**Written problem**.
Copy the records word for word, starting at the line that contains "Spot the dark" and ending at the final line of the records.

**Raw data**.
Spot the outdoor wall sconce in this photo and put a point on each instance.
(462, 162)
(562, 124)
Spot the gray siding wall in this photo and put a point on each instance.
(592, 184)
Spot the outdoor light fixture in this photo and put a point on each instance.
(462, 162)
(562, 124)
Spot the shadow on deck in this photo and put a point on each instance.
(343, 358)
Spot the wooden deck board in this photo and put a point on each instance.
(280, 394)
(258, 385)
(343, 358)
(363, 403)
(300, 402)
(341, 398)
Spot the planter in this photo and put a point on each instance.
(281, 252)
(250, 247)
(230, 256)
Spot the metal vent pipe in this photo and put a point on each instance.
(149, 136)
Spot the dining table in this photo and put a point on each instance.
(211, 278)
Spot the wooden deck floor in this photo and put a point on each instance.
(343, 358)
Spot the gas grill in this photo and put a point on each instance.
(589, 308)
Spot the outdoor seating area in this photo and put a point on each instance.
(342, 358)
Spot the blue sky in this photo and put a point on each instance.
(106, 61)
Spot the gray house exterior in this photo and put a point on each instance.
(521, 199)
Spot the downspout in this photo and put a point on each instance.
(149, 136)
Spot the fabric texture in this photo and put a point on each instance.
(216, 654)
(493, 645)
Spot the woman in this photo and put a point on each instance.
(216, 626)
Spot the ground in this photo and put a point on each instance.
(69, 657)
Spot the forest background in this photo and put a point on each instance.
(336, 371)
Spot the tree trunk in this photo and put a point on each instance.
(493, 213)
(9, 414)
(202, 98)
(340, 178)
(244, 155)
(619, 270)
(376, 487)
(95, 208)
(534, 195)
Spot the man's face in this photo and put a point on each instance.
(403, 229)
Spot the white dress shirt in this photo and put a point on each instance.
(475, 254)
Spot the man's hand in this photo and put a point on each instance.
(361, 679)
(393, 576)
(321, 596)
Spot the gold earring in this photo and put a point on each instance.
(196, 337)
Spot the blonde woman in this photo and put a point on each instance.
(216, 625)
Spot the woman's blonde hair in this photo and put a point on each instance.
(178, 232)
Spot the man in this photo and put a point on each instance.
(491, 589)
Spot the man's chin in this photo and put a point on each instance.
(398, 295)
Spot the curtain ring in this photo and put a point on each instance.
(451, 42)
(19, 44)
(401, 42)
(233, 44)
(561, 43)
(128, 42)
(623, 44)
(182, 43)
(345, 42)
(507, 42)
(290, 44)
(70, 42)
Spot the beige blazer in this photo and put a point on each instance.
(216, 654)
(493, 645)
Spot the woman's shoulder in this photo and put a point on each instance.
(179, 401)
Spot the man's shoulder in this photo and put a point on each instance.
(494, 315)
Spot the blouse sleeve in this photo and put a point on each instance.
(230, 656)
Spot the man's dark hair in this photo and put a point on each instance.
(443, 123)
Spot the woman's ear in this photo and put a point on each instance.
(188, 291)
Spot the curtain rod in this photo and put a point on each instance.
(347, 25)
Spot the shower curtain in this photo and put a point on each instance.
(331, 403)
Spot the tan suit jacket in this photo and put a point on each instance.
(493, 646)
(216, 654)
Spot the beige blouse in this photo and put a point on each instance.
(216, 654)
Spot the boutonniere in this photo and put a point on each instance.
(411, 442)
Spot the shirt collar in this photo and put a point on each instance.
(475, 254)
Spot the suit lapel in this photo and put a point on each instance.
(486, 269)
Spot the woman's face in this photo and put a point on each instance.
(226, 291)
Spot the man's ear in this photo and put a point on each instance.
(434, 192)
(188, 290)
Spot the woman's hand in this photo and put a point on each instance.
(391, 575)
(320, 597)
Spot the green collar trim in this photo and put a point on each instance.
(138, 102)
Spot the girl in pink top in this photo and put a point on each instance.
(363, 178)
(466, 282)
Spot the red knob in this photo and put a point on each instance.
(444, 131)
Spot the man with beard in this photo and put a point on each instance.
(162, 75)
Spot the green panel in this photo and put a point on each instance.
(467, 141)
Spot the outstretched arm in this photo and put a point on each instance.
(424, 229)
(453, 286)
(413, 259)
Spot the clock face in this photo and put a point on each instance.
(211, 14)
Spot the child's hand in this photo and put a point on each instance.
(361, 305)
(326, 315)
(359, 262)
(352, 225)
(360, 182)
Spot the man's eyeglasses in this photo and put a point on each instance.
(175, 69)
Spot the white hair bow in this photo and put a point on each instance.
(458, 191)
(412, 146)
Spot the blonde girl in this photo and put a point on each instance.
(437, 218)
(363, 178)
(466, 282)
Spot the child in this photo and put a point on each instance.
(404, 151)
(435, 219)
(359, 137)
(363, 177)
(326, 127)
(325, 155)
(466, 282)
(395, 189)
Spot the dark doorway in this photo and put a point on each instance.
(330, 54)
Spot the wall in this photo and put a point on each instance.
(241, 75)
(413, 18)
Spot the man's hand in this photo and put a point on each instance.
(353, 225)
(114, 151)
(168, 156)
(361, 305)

**Task output**.
Spot the dark doorway in this photo and put a point on each instance.
(330, 54)
Spot the wall in this photo and put a point on each instance.
(241, 75)
(413, 18)
Spot the man's hand in this photo and put a point on each instance.
(353, 225)
(114, 151)
(168, 156)
(361, 305)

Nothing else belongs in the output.